───── Reading passage ─────
First, in Halyburton v. Kershaw, 1810 WL 298 (S.C. Ct. App. 1810), a carpenter contracted to build a house for £800 for Mr. William White who paid a £500 advance. Before the house was built, Mr. White died. The plaintiff was to inherit Mr. White's land while another relative was to receive the balance of the estate. The decedent's administrators improperly canceled the construction contract and received a refund of the £500 advance. The plaintiff sued, claiming that, had the administrators not canceled the contract, he would have had a house worth £800 on his inherited property; because the contract was canceled, the value of the contract (i.e., the refunded £500) would pass to the other beneficiary.

The administrators admitted in their answer that a contract had once existed but asserted that they had canceled it and destroyed the actual paperwork. They argued that their admission about the one-time existence of the contract was inadmissible against the estate. But, even if the admission of a contract's existence could bind the estate, the administrators claimed that there was no longer a source of sufficiently detailed information about the terms to enforce it.

On appeal, the court sided with the plaintiff. First, the court observed that the admission by the administrators could, indeed, be held against the estate and that their admission itself provided enough details to enforce the contract. The court further noted that the plaintiff would have been entitled to a presumption regarding the agreement if further details had been necessary: "For the administrators having under a mistaken idea cancelled and destroyed the evidence of the contract of which the complainant claims the benefit, and to the use of which he would have been entitled, in order to support his claim . . . would be stript [sic] by this objection of the only means of establishing the facts, upon which his claim rests; without any default on his part, and by the act of the defendants. This would be too mischievous in its effects to be allowed to prevail." Id. at *4. Even though the administrators had not acted maliciously, "[t]he Court will go very far in presuming against those who destroy papers and instruments necessary to the security or elucidation of the rights of others, in odium spoliatoris, as it is expressed. I do not apply that phrase to these defendants: they are good men, who acted unadvisedly, and not wilfully wrong; but the effects of that error are the same to the complainant. And he would be entitled to the benefit of all the presumptions which could reasonably be raised out of the circumstances for his benefit." Id. (emphasis added).
─────
> _Given instruction_
Reproduce the part of the case summary that begins at the words "First, in Halyburton" and stops after the words "the other beneficiary.", keeping every word unchanged.
───── Records supplied ─────
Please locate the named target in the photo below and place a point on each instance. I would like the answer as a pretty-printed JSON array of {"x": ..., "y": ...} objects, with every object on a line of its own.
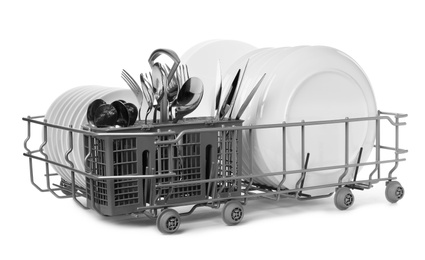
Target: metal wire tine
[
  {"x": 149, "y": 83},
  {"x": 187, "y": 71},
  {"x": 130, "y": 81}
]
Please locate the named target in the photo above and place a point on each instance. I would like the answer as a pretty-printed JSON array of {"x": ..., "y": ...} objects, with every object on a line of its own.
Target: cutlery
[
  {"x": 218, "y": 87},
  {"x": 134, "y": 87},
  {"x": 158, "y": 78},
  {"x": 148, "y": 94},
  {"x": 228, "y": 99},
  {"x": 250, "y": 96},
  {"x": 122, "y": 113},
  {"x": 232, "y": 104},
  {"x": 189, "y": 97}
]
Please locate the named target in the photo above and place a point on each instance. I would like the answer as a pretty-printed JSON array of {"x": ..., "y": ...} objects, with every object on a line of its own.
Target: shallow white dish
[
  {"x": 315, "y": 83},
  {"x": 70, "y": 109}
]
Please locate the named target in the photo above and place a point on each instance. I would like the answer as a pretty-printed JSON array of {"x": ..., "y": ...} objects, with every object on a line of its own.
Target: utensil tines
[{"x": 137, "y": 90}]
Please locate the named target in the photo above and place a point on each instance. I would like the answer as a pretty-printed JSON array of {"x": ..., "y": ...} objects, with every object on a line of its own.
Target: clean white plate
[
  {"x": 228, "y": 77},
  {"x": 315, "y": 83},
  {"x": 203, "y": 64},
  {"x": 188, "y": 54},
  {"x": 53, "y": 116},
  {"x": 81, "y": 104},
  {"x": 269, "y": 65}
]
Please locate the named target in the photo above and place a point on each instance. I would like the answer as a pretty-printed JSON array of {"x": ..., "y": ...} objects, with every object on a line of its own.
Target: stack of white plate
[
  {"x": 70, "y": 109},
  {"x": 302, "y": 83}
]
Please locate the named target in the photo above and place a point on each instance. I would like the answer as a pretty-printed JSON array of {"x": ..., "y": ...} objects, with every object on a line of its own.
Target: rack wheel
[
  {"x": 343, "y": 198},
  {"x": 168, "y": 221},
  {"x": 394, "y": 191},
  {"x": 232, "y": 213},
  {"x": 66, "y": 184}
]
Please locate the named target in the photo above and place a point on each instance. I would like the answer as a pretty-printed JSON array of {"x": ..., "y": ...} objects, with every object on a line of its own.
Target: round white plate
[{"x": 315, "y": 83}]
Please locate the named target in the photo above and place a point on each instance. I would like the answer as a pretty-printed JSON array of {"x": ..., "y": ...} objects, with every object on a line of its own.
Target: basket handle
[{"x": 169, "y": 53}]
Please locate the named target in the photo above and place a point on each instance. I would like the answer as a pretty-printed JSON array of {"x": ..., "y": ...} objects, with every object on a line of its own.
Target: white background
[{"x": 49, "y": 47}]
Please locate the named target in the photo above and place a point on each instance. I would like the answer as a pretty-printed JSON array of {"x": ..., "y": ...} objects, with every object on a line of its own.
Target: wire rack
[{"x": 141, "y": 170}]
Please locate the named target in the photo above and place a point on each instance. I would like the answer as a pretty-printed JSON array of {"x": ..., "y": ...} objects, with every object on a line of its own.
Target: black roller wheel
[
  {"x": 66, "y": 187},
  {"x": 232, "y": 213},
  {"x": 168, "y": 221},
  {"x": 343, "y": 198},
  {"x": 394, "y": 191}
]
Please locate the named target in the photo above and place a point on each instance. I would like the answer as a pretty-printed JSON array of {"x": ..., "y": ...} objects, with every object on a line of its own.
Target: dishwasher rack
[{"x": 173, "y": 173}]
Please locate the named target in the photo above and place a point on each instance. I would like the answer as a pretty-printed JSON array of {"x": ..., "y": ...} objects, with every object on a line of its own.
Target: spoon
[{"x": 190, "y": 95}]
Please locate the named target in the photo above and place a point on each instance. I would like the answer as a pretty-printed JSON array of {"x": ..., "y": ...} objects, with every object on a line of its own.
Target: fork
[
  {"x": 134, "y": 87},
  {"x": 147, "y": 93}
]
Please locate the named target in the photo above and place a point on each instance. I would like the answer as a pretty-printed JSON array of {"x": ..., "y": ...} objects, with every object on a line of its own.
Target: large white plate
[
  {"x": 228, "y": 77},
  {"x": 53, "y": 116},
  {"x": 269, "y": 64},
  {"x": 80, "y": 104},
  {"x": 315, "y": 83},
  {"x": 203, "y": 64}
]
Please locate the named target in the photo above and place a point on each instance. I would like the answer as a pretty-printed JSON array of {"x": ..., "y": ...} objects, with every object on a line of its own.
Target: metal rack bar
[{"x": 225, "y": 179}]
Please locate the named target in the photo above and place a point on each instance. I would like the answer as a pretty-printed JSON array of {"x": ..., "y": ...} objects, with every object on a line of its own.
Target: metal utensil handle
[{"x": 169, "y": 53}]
─────
───── Records supplied ─────
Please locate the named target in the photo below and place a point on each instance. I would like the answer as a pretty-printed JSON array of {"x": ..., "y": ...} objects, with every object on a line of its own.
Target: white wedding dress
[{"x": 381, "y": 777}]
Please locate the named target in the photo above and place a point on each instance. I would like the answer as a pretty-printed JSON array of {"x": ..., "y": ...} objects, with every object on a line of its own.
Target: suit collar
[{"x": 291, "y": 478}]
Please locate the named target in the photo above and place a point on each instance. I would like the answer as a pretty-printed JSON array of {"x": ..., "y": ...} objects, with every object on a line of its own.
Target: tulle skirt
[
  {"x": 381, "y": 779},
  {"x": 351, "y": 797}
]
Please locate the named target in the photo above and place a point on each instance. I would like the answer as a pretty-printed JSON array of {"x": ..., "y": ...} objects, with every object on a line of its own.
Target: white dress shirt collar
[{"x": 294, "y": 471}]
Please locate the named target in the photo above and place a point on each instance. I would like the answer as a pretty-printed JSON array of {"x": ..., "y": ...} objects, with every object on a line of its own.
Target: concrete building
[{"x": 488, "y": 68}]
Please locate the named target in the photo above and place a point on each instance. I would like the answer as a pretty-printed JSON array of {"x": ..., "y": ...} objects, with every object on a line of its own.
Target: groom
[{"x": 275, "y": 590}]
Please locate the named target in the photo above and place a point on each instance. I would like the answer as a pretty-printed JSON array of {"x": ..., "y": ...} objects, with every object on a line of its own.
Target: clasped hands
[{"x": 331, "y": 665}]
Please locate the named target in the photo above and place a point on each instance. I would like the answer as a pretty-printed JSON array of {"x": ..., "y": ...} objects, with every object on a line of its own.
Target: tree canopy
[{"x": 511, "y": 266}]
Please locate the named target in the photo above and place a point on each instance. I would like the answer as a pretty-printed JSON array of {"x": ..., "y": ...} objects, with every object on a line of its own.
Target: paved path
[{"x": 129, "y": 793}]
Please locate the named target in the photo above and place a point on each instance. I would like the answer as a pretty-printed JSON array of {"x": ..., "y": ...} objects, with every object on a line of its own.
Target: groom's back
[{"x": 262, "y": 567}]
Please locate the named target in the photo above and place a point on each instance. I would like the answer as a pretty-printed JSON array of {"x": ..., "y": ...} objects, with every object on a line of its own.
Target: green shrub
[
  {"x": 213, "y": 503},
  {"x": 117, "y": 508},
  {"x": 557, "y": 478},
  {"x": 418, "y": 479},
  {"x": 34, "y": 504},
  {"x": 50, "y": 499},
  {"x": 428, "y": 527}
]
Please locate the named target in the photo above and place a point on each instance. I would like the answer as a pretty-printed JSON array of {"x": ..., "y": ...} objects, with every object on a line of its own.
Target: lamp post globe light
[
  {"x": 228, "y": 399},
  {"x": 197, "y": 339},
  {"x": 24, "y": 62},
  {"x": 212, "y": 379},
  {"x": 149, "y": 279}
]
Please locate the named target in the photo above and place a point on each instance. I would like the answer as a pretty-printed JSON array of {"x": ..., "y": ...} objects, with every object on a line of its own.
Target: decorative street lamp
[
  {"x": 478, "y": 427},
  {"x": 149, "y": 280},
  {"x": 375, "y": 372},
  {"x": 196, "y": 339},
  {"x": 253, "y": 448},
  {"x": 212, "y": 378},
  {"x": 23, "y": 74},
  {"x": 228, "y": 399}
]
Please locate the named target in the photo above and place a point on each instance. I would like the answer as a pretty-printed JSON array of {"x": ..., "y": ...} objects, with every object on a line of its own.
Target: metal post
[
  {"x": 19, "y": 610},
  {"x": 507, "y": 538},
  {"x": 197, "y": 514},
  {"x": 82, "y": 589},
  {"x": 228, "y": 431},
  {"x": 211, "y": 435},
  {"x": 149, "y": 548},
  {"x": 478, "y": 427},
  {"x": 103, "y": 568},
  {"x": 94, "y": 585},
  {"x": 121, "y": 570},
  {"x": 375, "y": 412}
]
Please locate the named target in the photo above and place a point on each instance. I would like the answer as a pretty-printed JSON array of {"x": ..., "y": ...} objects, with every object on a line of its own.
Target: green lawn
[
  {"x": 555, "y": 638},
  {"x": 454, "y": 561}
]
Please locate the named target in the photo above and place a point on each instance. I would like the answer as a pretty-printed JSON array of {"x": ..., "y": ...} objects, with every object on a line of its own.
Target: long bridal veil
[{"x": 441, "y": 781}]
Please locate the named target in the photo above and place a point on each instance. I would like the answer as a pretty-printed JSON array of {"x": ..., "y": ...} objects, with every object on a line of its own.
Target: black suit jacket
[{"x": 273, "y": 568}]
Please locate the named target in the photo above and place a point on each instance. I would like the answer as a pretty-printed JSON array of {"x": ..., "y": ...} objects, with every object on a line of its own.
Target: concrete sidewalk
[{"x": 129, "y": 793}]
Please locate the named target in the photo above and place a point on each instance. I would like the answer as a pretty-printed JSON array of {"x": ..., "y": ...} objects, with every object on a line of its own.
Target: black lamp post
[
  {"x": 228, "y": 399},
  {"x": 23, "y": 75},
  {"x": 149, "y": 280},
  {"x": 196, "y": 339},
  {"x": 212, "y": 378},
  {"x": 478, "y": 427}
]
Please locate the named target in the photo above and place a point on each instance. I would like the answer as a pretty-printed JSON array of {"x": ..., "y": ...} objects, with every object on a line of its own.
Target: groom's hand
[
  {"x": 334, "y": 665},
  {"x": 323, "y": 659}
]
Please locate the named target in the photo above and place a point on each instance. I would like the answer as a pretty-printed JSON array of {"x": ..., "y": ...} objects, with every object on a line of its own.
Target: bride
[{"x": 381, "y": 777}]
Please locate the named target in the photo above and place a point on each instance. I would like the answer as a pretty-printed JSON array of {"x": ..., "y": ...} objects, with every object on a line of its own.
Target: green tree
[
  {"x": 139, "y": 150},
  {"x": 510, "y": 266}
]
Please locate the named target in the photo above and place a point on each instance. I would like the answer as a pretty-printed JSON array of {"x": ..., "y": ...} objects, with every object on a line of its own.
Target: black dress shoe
─────
> _Result of the task_
First, in Halyburton v. Kershaw, 1810 WL 298 (S.C. Ct. App. 1810), a carpenter contracted to build a house for £800 for Mr. William White who paid a £500 advance. Before the house was built, Mr. White died. The plaintiff was to inherit Mr. White's land while another relative was to receive the balance of the estate. The decedent's administrators improperly canceled the construction contract and received a refund of the £500 advance. The plaintiff sued, claiming that, had the administrators not canceled the contract, he would have had a house worth £800 on his inherited property; because the contract was canceled, the value of the contract (i.e., the refunded £500) would pass to the other beneficiary.